Aim of the task.
Rewrite the records starting with the line that contains "Spot the ceiling" and going on through the end of the records, replacing "ceiling fan" with "pendant light" and keeping everything else the same.

Information shown.
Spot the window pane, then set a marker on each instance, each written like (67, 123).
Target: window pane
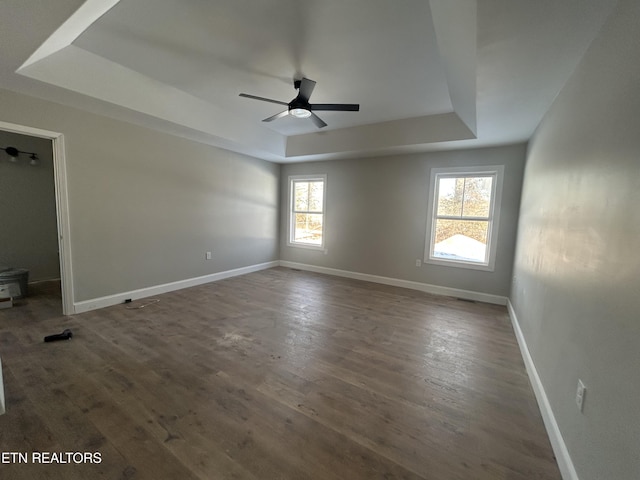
(301, 195)
(477, 197)
(461, 240)
(308, 228)
(316, 192)
(450, 195)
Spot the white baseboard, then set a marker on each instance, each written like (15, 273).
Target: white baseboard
(567, 470)
(95, 303)
(2, 404)
(396, 282)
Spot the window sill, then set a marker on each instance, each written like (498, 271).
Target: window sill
(459, 264)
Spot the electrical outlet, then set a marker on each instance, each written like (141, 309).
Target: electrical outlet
(580, 394)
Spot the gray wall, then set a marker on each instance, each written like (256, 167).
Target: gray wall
(28, 224)
(377, 213)
(146, 206)
(576, 291)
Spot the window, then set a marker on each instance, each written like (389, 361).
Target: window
(462, 227)
(306, 214)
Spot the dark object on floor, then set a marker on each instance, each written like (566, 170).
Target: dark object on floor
(66, 335)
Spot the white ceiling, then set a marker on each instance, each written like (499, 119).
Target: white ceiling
(428, 75)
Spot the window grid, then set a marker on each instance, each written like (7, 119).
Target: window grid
(464, 207)
(306, 225)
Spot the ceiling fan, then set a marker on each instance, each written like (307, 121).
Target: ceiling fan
(300, 107)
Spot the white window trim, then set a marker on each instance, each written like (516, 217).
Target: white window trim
(494, 215)
(308, 178)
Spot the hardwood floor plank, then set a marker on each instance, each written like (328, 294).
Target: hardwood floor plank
(278, 374)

Exercise answer.
Spot the pendant light, then set a marker on each instance, each written like (307, 121).
Target: pendant light
(300, 107)
Spot the white window trim, then set a marker on each instance, each written like (516, 217).
Target: white window trim
(494, 215)
(308, 178)
Spot the hardwood floor plank, then set a marker on each instance, each written like (328, 294).
Target: hardwood floor plank
(278, 374)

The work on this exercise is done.